▶ [WRITTEN REQUEST]
Repeat every line of the data below word for word, without changing anything.

▶ [SUPPLIED ENTRIES]
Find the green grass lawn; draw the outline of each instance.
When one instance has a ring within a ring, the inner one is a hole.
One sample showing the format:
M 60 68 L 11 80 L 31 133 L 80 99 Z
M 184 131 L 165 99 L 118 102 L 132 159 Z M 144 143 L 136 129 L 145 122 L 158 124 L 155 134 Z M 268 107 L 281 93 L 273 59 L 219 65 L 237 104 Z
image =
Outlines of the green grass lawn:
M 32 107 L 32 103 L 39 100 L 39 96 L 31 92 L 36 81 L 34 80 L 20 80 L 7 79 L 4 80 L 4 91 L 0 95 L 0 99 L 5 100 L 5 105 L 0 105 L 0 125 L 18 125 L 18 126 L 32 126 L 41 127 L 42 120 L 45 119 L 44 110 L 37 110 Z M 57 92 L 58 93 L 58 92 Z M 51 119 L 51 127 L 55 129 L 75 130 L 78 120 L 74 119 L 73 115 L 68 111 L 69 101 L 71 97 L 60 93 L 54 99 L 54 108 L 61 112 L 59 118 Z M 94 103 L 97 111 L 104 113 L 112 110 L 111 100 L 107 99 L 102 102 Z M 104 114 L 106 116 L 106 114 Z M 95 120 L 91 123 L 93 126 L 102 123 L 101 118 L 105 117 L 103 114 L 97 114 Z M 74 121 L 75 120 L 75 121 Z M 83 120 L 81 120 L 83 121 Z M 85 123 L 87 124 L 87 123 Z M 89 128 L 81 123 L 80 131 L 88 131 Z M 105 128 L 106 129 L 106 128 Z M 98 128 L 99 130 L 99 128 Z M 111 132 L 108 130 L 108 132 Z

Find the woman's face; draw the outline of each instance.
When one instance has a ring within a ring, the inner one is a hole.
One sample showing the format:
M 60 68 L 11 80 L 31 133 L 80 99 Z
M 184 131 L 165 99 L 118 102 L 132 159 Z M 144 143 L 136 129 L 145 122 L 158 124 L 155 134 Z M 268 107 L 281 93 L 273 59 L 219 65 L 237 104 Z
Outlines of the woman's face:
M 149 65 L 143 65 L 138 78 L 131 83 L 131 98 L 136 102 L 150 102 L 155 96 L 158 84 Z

▶ [RESPONSE BELOW]
Find the green grass lawn; draw the outline of each instance.
When one instance has a ring within a ring, the inner one is a hole.
One sample showing the format:
M 60 68 L 11 80 L 31 133 L 80 99 Z
M 184 131 L 165 99 L 118 102 L 132 159 Z M 144 143 L 136 129 L 145 122 L 158 124 L 155 134 Z M 268 107 L 281 93 L 273 59 L 219 65 L 237 104 Z
image =
Outlines of the green grass lawn:
M 32 107 L 32 103 L 39 100 L 39 96 L 31 92 L 36 81 L 34 80 L 20 80 L 7 79 L 4 80 L 4 91 L 0 95 L 0 99 L 5 100 L 5 105 L 0 105 L 0 125 L 18 125 L 18 126 L 32 126 L 41 127 L 42 120 L 45 119 L 44 110 L 37 110 Z M 57 92 L 58 93 L 58 92 Z M 51 119 L 51 127 L 55 129 L 75 130 L 78 120 L 74 119 L 73 115 L 68 111 L 69 101 L 71 97 L 60 93 L 54 99 L 54 108 L 61 112 L 59 118 Z M 94 103 L 97 111 L 104 113 L 112 110 L 111 100 L 107 99 L 102 102 Z M 104 114 L 106 116 L 106 114 Z M 95 120 L 91 123 L 93 126 L 102 123 L 101 118 L 105 117 L 103 114 L 97 114 Z M 74 121 L 75 120 L 75 121 Z M 83 120 L 81 120 L 83 121 Z M 85 123 L 87 124 L 87 123 Z M 89 128 L 81 123 L 80 131 L 88 131 Z M 105 128 L 106 129 L 106 128 Z M 98 128 L 99 130 L 99 128 Z M 111 132 L 108 130 L 108 132 Z

Find the woman's face; draw the outline of each instance.
When one instance has a ring within a ring, the inner one is a hole.
One sample showing the format:
M 60 68 L 11 80 L 31 133 L 80 99 Z
M 184 131 L 165 99 L 118 102 L 132 159 Z M 144 143 L 136 129 L 145 122 L 158 124 L 155 134 Z M 268 107 L 281 93 L 273 59 L 219 65 L 237 104 Z
Outlines of the woman's face:
M 149 65 L 143 65 L 138 78 L 131 83 L 131 98 L 136 102 L 150 102 L 155 96 L 158 84 Z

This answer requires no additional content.